◆ **TRAVAIL DEMANDÉ**:
1. Relevez toutes les personnes désignées par leur nom dans l'extrait consacré à La Tour Blanche.
2. Transcrivez à l'identique tout le passage de l'extrait consacré à La Tour Blanche, depuis « Didier Fréchinet responsable » jusqu'à « jour de stage. ».

──────── EXTRAIT DU DOCUMENT

La Tour Blanche est un sauternes que j’apprécie pour son goût, mais aussi pour la fabuleuse histoire d’Osiris, mécène comme on n’en faisait qu’au 19ème siècle. Banquier, il a acquis La Tour Blanche en 1876 et en a fait don à l’Etat à la condition qu’on y construise une école de viticulture et de vinification. Elle accueille aujourd’hui 140 élèves par an. Osiris a créé l’ancêtre des restos du cœur, a été le plus généreux donateur de l’Institut Pasteur, a restauré pour en faire don à l’Etat la Malmaison. Bien sûr, il y avait dans cette générosité un intense besoin de reconnaissance, mais les dons sont concrets et d’une ampleur impressionnante. Alors, en buvant La Tour Blanche, je trinque à cet homme atypique, controversé peut-être, mais diablement généreux.

Didier Fréchinet responsable commercial, m’accueille à l’aéroport et me conduit au château La Tour Blanche. Nous faisons une petite visite du site de l’école d’où l’on a une vue qui s’étend à l’infini et surplombe le Ciron, le fameux cours d’eau qui est responsable de l’apparition du trésor du sauternais, la pourriture noble. Nous visitons les chais puis nous nous rendons dans une salle de dégustation très cosy où se regroupent Alex Barrau, directeur du château, Didier, Philippe Pélicano maître de chai qui travaille au château depuis 2001 et dont le premier millésime géré seul est le 2012. Se joint aussi Adeline, jeune stagiaire dont c’est le dernier jour de stage.

────────────────
──────── DONNÉES FOURNIES

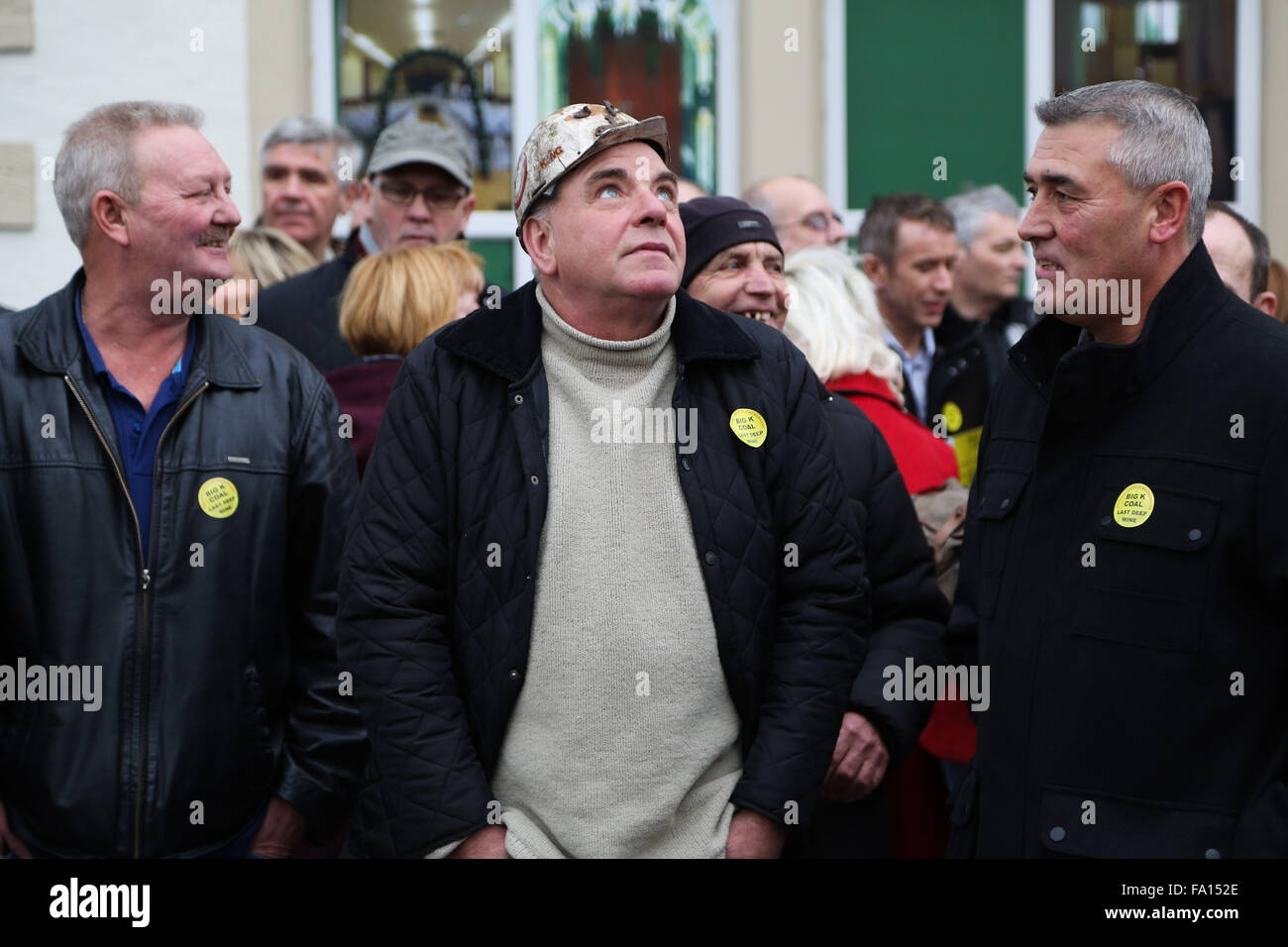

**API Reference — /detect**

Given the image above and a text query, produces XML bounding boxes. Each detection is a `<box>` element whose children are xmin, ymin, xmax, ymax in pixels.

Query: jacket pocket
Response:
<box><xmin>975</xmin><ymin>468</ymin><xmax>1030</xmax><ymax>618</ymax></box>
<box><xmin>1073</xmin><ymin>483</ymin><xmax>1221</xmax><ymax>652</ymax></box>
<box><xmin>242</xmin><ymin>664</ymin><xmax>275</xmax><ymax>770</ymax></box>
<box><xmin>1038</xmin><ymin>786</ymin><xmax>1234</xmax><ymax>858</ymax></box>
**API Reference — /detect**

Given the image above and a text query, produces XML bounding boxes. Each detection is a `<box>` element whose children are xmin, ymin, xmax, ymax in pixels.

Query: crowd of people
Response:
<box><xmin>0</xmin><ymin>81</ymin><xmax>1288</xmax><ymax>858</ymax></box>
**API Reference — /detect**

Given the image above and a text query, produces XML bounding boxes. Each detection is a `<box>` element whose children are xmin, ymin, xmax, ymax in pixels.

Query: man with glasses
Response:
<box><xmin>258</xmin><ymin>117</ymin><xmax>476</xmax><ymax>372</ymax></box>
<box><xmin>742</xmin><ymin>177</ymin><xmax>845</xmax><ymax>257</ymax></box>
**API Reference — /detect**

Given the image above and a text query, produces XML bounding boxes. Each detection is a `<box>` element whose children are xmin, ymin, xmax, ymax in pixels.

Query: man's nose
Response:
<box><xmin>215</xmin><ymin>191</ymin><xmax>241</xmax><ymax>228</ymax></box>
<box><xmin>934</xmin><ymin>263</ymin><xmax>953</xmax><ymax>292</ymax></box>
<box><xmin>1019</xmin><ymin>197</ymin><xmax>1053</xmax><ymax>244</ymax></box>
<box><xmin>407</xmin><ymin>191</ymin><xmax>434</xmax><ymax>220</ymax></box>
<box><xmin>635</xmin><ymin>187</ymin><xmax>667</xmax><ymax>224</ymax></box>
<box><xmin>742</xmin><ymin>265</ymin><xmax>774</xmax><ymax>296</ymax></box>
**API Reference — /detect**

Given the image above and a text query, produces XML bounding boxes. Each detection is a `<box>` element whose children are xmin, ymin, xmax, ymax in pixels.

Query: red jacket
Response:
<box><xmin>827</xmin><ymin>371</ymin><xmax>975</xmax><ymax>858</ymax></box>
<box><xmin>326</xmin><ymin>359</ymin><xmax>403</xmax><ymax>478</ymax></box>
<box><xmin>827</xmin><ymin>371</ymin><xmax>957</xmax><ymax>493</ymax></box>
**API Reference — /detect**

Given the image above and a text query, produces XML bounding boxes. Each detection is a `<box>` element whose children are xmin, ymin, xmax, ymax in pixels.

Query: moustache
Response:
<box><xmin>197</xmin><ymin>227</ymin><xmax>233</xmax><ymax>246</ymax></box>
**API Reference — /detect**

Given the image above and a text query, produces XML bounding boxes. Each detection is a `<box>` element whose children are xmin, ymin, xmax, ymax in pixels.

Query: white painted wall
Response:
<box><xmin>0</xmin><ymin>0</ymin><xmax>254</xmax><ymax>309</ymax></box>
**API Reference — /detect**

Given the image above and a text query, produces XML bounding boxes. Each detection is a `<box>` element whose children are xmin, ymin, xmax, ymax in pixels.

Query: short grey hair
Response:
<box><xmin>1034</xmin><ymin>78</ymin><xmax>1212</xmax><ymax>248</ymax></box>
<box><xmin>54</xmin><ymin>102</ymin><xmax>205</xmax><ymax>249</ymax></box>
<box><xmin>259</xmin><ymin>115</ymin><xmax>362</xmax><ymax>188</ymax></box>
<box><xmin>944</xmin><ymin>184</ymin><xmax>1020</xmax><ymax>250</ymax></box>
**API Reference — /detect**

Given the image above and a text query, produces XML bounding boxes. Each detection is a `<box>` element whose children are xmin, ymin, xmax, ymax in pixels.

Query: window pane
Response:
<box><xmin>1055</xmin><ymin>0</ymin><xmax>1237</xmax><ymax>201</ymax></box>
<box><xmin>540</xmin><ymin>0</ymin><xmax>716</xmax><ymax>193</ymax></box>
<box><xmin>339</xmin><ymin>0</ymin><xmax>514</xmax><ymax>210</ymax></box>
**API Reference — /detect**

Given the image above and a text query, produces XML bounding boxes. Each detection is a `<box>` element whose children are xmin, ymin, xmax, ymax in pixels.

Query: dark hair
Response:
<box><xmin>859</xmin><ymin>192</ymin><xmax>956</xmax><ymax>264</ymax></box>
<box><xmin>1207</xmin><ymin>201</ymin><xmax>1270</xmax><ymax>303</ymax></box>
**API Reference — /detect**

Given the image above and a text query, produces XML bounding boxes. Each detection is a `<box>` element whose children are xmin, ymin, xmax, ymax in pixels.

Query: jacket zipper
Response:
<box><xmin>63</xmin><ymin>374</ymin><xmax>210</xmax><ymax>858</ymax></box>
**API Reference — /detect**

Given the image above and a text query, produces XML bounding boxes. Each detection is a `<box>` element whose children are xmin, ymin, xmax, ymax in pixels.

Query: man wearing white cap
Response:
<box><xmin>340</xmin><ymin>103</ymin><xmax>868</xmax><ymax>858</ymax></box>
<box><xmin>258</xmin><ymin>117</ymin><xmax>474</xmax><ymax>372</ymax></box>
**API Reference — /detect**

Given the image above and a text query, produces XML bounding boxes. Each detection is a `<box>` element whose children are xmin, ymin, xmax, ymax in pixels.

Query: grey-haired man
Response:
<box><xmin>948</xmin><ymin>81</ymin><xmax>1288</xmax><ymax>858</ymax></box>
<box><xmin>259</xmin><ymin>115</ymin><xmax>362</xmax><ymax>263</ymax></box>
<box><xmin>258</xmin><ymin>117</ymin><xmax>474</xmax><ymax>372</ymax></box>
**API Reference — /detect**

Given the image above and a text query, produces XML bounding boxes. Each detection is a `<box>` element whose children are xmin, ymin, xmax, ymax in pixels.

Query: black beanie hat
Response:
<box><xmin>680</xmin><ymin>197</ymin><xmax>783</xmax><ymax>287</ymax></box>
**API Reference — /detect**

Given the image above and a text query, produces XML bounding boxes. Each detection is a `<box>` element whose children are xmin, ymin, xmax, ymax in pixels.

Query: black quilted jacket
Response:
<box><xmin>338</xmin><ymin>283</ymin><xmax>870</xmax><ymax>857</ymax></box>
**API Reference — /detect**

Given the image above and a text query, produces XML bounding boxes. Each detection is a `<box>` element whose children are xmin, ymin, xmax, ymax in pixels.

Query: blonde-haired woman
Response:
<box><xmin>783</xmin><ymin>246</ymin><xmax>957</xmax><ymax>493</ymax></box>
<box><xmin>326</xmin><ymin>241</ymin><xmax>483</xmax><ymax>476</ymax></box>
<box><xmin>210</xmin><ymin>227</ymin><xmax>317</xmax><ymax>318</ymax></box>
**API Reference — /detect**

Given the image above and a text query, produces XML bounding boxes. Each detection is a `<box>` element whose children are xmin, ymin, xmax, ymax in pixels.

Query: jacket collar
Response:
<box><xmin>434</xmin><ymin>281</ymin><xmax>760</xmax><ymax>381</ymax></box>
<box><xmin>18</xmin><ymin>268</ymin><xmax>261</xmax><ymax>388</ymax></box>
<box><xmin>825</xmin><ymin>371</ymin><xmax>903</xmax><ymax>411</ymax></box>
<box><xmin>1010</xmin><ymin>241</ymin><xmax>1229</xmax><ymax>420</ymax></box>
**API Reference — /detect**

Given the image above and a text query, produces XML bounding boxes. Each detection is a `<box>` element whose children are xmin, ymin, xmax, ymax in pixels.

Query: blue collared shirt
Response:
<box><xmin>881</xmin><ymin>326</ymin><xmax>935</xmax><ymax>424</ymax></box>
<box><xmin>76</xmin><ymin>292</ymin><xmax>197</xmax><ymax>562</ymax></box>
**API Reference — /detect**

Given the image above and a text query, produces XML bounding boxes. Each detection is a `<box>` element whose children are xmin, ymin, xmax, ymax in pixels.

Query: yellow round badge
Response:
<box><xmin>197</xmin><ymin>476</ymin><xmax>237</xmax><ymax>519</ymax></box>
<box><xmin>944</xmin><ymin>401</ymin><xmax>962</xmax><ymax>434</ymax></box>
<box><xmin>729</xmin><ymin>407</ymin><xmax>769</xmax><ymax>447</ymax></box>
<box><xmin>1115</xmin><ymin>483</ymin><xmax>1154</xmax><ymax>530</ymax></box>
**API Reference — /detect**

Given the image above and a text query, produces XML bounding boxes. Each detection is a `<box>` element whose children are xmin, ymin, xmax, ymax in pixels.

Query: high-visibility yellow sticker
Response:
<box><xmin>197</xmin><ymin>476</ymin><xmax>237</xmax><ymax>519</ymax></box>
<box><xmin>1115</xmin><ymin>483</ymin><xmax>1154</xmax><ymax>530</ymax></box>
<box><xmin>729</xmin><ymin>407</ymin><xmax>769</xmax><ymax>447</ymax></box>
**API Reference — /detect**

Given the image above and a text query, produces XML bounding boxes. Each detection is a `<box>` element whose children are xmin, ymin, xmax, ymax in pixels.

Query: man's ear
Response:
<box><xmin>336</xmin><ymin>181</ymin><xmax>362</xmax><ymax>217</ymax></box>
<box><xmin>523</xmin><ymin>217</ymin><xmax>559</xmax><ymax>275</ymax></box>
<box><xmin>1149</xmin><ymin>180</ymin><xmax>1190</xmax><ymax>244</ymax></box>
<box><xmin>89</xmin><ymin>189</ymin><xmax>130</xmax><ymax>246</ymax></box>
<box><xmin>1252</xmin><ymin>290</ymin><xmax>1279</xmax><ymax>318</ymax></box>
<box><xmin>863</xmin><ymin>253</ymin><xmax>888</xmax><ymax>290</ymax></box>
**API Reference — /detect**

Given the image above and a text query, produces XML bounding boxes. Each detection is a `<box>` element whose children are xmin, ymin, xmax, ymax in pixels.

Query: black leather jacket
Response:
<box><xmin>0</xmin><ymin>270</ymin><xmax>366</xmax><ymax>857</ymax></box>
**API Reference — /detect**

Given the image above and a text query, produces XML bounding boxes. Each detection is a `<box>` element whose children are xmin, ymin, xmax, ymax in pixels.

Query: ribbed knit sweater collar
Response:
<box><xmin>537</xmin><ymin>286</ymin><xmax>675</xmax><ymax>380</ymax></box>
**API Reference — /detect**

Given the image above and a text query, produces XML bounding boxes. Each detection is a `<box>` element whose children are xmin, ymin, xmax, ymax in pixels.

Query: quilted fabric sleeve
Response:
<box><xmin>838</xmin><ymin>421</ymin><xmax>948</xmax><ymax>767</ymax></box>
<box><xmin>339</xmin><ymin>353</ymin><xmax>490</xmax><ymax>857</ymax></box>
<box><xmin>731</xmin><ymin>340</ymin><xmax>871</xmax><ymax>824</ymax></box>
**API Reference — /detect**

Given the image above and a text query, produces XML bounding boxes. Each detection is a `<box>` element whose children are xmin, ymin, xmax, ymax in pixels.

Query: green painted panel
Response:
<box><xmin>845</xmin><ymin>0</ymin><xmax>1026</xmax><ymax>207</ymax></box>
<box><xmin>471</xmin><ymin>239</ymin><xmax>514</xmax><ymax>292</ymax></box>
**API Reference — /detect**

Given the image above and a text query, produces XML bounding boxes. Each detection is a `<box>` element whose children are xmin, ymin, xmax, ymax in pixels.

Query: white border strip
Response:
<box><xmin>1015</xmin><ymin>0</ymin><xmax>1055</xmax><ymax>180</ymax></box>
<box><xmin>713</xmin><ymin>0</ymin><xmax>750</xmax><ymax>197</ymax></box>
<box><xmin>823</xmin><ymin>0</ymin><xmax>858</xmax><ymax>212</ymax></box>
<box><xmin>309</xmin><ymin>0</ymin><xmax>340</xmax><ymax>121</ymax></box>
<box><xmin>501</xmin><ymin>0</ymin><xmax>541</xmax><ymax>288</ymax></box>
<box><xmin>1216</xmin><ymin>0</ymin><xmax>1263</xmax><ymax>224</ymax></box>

────────────────

◆ **RÉPONSES ATTENDUES**:
1.
- Osiris
- Didier Fréchinet
- Alex Barrau
- Philippe Pélicano
- Adeline

2.
Didier Fréchinet responsable commercial, m’accueille à l’aéroport et me conduit au château La Tour Blanche. Nous faisons une petite visite du site de l’école d’où l’on a une vue qui s’étend à l’infini et surplombe le Ciron, le fameux cours d’eau qui est responsable de l’apparition du trésor du sauternais, la pourriture noble. Nous visitons les chais puis nous nous rendons dans une salle de dégustation très cosy où se regroupent Alex Barrau, directeur du château, Didier, Philippe Pélicano maître de chai qui travaille au château depuis 2001 et dont le premier millésime géré seul est le 2012. Se joint aussi Adeline, jeune stagiaire dont c’est le dernier jour de stage.